> PROBLEM STATEMENT
Which lines of the data contain the string "patch"? Collect every one of them.

> RECORDS FOR PROCESSING
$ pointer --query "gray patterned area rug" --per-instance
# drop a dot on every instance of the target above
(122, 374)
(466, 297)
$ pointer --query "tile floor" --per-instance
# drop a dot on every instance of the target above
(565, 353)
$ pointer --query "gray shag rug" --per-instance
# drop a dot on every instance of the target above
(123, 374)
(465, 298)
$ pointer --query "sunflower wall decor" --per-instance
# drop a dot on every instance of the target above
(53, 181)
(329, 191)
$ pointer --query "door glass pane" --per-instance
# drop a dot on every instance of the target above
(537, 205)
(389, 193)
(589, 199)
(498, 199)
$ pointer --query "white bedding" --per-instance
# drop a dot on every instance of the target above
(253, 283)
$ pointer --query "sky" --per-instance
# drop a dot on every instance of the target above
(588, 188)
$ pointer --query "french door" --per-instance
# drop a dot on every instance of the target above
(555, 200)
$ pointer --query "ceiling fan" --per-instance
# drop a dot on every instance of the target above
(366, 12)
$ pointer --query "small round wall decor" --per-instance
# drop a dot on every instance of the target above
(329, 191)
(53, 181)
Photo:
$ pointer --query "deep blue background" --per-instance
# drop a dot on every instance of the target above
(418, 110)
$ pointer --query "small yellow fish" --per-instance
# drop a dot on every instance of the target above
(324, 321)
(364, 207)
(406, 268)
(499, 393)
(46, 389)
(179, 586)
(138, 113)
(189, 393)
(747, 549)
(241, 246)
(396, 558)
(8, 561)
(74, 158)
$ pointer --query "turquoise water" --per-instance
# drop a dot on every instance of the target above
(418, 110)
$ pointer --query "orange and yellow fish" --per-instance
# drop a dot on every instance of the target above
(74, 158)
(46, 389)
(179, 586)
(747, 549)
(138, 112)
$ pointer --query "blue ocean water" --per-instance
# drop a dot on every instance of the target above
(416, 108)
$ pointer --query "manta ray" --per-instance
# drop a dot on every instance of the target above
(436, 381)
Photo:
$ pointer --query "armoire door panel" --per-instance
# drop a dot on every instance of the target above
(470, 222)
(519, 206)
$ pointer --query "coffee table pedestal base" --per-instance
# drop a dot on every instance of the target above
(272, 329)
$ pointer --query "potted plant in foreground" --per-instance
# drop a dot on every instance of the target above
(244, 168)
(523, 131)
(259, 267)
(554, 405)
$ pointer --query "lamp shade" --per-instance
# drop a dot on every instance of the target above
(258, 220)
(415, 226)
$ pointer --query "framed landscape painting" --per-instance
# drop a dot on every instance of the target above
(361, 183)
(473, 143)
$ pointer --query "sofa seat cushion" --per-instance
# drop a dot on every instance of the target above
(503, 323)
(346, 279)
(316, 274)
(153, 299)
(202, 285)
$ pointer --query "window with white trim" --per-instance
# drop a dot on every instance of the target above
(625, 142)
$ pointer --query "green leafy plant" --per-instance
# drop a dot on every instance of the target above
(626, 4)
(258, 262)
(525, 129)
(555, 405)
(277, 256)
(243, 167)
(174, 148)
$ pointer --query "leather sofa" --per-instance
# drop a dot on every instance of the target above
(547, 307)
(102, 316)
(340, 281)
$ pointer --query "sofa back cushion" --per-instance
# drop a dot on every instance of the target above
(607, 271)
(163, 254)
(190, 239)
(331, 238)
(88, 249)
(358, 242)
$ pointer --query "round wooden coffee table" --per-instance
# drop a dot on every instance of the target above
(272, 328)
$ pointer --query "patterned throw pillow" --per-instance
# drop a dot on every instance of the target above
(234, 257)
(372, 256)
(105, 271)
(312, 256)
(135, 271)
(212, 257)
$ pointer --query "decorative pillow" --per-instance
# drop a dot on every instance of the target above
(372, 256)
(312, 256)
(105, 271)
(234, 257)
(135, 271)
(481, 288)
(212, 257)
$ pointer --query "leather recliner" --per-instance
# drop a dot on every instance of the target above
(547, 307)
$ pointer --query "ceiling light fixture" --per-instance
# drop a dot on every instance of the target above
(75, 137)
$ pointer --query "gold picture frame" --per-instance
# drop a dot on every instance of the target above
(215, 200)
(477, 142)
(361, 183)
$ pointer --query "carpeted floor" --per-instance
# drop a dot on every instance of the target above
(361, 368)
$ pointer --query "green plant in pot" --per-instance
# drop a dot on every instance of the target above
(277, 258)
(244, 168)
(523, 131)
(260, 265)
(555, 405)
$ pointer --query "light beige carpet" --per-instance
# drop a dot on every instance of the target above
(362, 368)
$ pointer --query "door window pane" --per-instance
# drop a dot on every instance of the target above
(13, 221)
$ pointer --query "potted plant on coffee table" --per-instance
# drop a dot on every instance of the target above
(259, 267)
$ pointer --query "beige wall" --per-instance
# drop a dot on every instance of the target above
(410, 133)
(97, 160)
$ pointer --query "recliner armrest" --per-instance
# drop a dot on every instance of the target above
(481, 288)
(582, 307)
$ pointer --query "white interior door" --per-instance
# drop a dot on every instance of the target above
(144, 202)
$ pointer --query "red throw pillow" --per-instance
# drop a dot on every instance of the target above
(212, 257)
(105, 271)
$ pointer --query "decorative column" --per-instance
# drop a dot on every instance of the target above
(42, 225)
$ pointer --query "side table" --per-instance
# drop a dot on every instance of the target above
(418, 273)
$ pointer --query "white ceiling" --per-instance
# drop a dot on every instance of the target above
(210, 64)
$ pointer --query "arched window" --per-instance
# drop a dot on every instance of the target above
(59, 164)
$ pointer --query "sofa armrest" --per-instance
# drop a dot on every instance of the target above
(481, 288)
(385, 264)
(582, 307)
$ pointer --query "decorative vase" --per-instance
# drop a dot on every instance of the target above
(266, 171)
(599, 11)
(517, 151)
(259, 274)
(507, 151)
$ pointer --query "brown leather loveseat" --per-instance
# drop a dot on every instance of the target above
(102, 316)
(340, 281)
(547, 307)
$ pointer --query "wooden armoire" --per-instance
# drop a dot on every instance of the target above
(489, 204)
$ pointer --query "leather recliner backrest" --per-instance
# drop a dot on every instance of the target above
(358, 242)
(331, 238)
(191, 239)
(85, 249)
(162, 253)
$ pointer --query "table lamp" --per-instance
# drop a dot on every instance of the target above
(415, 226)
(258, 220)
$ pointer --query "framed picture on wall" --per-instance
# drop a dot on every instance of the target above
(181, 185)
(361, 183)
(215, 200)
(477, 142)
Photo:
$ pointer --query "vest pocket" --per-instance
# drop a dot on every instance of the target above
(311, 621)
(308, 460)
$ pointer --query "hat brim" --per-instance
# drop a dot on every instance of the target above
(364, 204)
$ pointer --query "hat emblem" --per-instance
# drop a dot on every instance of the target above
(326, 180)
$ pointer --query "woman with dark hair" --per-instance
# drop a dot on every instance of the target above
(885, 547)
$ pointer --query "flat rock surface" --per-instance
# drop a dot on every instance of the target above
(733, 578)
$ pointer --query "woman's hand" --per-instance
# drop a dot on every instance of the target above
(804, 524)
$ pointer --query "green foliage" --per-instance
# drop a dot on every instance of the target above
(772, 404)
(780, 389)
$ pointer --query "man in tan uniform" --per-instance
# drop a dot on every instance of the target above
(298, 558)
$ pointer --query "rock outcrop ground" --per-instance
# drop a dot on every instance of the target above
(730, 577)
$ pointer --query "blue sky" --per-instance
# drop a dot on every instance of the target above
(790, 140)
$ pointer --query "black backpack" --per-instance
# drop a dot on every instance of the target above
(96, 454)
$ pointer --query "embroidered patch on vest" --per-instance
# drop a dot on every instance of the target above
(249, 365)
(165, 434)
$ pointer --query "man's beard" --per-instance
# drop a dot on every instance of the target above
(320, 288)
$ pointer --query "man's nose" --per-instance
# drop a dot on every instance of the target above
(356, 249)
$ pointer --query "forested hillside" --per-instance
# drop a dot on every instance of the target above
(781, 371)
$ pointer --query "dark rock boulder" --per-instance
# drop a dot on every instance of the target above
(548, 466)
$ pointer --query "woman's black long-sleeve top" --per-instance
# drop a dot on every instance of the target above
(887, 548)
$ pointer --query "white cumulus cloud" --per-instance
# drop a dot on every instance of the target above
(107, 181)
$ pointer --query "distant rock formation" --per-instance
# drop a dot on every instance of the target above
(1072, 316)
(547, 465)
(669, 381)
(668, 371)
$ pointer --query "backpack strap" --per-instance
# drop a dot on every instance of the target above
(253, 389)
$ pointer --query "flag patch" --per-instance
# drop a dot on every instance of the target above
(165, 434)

> RESPONSE FOR THIS EXERCISE
$ pointer --query "embroidered patch on vest" --per-instance
$ pointer --query "flag patch" --per-instance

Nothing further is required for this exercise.